*** Task inputs

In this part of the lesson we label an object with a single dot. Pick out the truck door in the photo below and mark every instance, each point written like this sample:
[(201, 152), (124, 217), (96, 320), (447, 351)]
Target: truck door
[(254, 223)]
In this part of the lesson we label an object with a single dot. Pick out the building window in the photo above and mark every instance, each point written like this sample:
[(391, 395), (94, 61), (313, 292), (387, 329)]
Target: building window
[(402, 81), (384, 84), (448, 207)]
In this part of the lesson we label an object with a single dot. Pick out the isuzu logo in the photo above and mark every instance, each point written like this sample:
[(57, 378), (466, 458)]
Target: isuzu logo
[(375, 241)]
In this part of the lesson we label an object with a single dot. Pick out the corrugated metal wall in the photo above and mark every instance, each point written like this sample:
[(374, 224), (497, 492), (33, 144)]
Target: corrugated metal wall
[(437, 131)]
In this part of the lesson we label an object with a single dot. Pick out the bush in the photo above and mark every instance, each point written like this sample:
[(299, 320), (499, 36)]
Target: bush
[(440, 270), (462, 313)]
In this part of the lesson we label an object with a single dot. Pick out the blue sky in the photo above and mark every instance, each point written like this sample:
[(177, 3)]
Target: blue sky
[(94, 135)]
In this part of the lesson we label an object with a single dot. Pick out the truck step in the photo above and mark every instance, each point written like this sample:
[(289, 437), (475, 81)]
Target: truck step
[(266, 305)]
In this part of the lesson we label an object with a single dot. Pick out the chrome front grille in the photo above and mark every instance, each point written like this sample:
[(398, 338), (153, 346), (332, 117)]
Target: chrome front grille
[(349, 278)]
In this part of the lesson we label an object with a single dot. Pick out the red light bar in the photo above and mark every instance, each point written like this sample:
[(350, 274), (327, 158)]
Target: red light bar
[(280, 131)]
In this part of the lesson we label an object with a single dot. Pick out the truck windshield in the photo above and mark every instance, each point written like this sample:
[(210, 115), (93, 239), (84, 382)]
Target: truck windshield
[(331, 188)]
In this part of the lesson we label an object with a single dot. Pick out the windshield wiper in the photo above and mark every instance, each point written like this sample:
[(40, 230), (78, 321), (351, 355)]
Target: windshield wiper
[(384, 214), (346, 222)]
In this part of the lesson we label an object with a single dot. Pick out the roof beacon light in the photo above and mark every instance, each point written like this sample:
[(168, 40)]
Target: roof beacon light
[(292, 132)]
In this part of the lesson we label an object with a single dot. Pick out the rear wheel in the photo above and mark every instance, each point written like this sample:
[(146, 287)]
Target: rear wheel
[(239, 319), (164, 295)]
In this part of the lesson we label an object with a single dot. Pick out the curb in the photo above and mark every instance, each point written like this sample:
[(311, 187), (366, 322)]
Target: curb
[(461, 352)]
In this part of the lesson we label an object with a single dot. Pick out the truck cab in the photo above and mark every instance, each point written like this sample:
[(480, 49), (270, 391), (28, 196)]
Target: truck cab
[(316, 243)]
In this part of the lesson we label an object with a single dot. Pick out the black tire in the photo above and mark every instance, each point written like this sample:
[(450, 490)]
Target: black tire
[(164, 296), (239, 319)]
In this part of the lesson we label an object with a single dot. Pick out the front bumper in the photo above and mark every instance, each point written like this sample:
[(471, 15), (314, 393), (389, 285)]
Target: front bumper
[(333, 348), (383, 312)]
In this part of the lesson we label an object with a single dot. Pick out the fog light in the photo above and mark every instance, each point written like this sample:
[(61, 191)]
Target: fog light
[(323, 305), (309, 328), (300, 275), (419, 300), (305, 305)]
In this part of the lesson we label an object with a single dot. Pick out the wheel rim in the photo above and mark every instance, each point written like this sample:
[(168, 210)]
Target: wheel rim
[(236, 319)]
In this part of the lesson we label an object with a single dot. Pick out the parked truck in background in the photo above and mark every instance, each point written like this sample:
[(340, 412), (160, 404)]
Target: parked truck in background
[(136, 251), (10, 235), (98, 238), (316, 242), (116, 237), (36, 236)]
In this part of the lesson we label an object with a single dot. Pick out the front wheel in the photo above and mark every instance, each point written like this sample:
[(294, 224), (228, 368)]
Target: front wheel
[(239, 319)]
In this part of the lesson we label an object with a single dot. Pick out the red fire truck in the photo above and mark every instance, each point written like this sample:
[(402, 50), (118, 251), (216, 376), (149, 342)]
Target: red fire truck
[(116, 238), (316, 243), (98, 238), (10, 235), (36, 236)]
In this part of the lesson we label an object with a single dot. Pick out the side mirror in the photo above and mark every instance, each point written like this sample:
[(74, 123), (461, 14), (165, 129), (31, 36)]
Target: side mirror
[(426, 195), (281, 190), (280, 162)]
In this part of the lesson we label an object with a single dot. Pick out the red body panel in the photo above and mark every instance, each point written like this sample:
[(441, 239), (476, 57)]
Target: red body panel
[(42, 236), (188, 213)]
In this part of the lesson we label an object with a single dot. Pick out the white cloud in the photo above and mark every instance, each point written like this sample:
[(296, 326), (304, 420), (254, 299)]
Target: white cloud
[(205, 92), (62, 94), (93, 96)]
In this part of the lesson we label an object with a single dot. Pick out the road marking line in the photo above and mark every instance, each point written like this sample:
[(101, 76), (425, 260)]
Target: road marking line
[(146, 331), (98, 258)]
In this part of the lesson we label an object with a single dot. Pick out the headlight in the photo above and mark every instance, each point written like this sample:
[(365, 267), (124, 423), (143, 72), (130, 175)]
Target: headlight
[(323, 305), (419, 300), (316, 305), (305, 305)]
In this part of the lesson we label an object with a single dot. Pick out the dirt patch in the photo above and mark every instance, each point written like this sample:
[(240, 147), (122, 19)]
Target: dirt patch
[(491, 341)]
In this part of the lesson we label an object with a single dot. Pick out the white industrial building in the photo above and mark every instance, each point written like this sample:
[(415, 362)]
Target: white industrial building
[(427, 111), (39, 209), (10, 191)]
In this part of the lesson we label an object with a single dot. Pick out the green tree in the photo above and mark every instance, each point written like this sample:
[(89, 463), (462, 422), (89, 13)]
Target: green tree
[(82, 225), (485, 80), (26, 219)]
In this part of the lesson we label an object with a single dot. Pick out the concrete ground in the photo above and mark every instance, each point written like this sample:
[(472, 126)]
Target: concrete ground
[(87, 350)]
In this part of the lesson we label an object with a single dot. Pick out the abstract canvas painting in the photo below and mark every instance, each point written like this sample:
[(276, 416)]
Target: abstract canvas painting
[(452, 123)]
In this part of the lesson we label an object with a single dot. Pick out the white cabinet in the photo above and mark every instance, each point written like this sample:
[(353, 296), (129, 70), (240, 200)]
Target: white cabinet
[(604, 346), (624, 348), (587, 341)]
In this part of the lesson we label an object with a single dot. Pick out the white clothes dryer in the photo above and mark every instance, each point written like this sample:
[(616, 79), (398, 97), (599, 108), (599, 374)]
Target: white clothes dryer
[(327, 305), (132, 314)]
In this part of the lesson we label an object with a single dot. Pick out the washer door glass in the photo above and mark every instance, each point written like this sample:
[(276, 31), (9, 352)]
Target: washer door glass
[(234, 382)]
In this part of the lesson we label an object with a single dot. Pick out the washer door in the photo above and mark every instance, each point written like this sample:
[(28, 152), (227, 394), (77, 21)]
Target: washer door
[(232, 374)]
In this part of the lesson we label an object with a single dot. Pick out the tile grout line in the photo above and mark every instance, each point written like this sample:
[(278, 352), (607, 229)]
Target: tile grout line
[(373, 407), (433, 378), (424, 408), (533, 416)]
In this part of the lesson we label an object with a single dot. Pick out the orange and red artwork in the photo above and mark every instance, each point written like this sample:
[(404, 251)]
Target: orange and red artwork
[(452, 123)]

******

# What to produce
Would you retype all of the lines shown above, exactly as given?

# Exercise result
In this part of the lesson we label an object with a single dot. Pick out the truck door in the photo below and mark every instance, each point written like this sample:
[(201, 152), (124, 217), (96, 320), (447, 351)]
Target: truck door
[(254, 223)]
In this part of the lesson we label an object with a single dot. Pick out the building window in the photo above and mark every instance, each point written like this sample:
[(391, 395), (94, 61), (313, 292), (387, 329)]
Target: building window
[(402, 81), (384, 84), (448, 207)]
In this part of the lesson we label an object with a single dot. Pick out the isuzu logo in the photo above and mark every instance, each point written like this sample:
[(57, 378), (466, 458)]
Target: isuzu logo
[(375, 241)]
In this part of the lesson we label an object with a single dot. Pick out the corrugated metal wall in the photo above and mark every instance, each point written like this sample:
[(374, 224), (497, 492), (33, 144)]
Target: corrugated metal wall
[(437, 131)]
In this part of the lesson we label an object with a single dot. Pick out the bush in the photo above and mark every instance, each point written like this sample:
[(299, 320), (499, 36)]
Target: bush
[(440, 270), (462, 313)]
In this part of the lesson we label an object with a single dot. Pick out the blue sky in the photo above and mark every instance, each point written like this sample:
[(177, 3)]
Target: blue sky
[(94, 135)]
In this part of the lesson we label an object with a single dot. Pick out the truck step in the photo above and mark every instance, each point written like this sample:
[(289, 437), (475, 81)]
Target: truck step
[(266, 305)]
In this part of the lesson we label an object with a single dot. Pick out the chrome front grille in the photo above and mark every instance, each point written like this sample:
[(398, 338), (153, 346), (332, 117)]
Target: chrome front grille
[(349, 278)]
In this part of the lesson we label an object with a single dot. Pick out the red light bar in the photo above and mark every instance, each point written like this sample:
[(350, 274), (327, 158)]
Target: red light bar
[(280, 131)]
In this part of the lesson we label an object with a single dot. Pick out the truck windshield in the photo above and mark every instance, each point written like this sample:
[(210, 115), (93, 239), (84, 382)]
Target: truck windshield
[(331, 188)]
In this part of the lesson we label an object with a single dot. Pick out the windshield wiper in the photo above and mark every instance, each point written like this sample:
[(40, 230), (78, 321), (351, 355)]
Target: windshield wiper
[(384, 214), (346, 222)]
In this part of the lesson we label an object with a single dot. Pick out the roof beacon light in the photo above and mark every instance, each point written like this sample:
[(168, 40)]
Target: roof beacon light
[(292, 132)]
In this part of the lesson we label an object with a single dot. Pick out the rear wheel in the photo above and mark every instance, each point written like this sample:
[(146, 287)]
Target: rear wheel
[(239, 319), (164, 295)]
In this part of the lesson we label an object with a single dot. Pick out the curb in the photo above and mark every instance, each point written like this sample:
[(311, 187), (366, 322)]
Target: curb
[(461, 352)]
In this part of the lesson we label an object with a single dot. Pick out the truck cab in the photo above and mark every instance, each point written like this sample:
[(480, 49), (270, 391), (28, 196)]
Target: truck cab
[(316, 243)]
In this part of the lesson we label an object with a single dot. Pick out the black tire in the photo above and mark every instance, each point written like this sample:
[(450, 490)]
Target: black tire
[(164, 296), (239, 319)]
In this part of the lesson we label an object with a single dot. Pick out the front bumper in the photo above and mark every instance, each point written like this sample:
[(471, 15), (314, 393), (389, 285)]
Target: front bumper
[(333, 348), (383, 312)]
In this part of the lesson we label an object with a single dot. Pick out the fog light in the photo above and mark every instance, each point written like this sample:
[(61, 191)]
Target: fog light
[(323, 305), (309, 328), (300, 275), (419, 300), (305, 305)]
In this part of the lesson we label an object with a single dot. Pick out the wheel rim in the photo above and mark every instance, each point written like this sample:
[(168, 210)]
Target: wheel rim
[(236, 319)]
In this part of the lesson we label an object with a single dot. Pick out the parked truck in background in the photo above and mark every instance, each point written like this sample:
[(340, 412), (160, 404)]
Target: parked truck in background
[(136, 251), (10, 235), (98, 238), (316, 242), (116, 237), (36, 236)]
In this part of the lesson we label an object with a single dot. Pick out the front wheel in the photo above and mark every instance, each point written like this sample:
[(294, 224), (228, 368)]
Target: front wheel
[(239, 319)]
In this part of the lesson we label an object with a single dot. Pick out the red fire truck in the photo above and mark every instance, each point written like this sample:
[(402, 50), (118, 251), (216, 376), (149, 342)]
Target: red fire truck
[(116, 238), (316, 243), (98, 238), (10, 235), (36, 236)]
In this part of the lesson we label an object with a single dot. Pick out the side mirror in the photo above and mark every instance, each point written like this sample:
[(74, 123), (461, 14), (165, 129), (31, 36)]
Target: side mirror
[(426, 195), (281, 190), (280, 162)]
In this part of the lesson we label an object with a single dot. Pick out the red body panel in the photo above and mark every instance, each point written like this sample:
[(441, 239), (476, 57)]
Target: red body panel
[(42, 236), (188, 213)]
In this part of the lesson we label an object with a single dot. Pick out the white cloud in the photo above and mark every instance, each point written like this sample:
[(296, 326), (304, 420), (254, 299)]
Target: white cloud
[(205, 92), (62, 94), (93, 96)]
In this part of the lesson we label an object with a single dot. Pick out the road marking line in the photo above and mark every instance, each point written like this sample:
[(101, 76), (425, 260)]
Target: road marking line
[(146, 331), (98, 258)]
In this part of the lesson we label an object with a single dot. Pick out the headlight in the photo above and mark every instance, each point written like this sample:
[(365, 267), (124, 423), (143, 72), (130, 175)]
Target: headlight
[(323, 305), (419, 300), (316, 305), (305, 305)]
In this part of the lesson we label an object with a single dot. Pick out the dirt patch in the photo above and mark every instance, each point written like this sample:
[(240, 147), (122, 19)]
Target: dirt patch
[(491, 341)]
In this part of the lesson we label an object with a single dot. Pick out the white industrial building in the photo above and mark every instance, each point written like this sample:
[(415, 362)]
Target: white industrial building
[(427, 111), (39, 209), (10, 191)]
In this part of the lesson we label an object with a single dot. Pick out the green tree in the photo above and mark every instance, each point written like this sample:
[(89, 463), (462, 422), (89, 13)]
Target: green tree
[(82, 225), (485, 80), (26, 219)]
In this part of the lesson we label an object with a single dot. Pick out the concrete ground in the photo above and mark every instance, each point written like this sample:
[(472, 126)]
Target: concrete ground
[(87, 350)]
In this part of the lesson we label an object with a single dot. Pick out the abstract canvas painting in the photo below and mark every instance, each point written like this sample:
[(276, 416)]
Target: abstract canvas painting
[(452, 123)]
In this part of the lesson we label an object with a single dot. Pick out the white cabinet in the photo above and mark every instance, each point written like this sample:
[(353, 296), (129, 70), (240, 200)]
Target: white cabinet
[(604, 346), (624, 348), (587, 341)]
In this part of the lesson we label an object with a single dot. Pick out the white clothes dryer in the photo above and mark every instance, each point written like this sample:
[(616, 79), (398, 97), (599, 108), (599, 374)]
Target: white clothes dryer
[(327, 305), (132, 314)]
In this part of the lesson we label an object with a single dot. Pick out the washer door glass in the photo above and mark every instance, each point written like this sample:
[(276, 31), (9, 352)]
Target: washer door glass
[(234, 382)]
In this part of the lesson we label an object with a single dot. Pick out the washer door in the photo above and mark every instance, each point written like this sample:
[(28, 152), (227, 394), (77, 21)]
Target: washer door
[(232, 374)]
In this part of the lesson we label an object with a single dot. Pick out the tile grout line in the photo above and mark every instance, each point written like this sample:
[(278, 352), (607, 229)]
Target: tile grout line
[(373, 407), (433, 378), (424, 408), (533, 416)]
In this part of the lesson we label an object with a single dot. Pick out the orange and red artwork in the photo above and mark every instance, each point written like this sample:
[(404, 251)]
Target: orange and red artwork
[(452, 123)]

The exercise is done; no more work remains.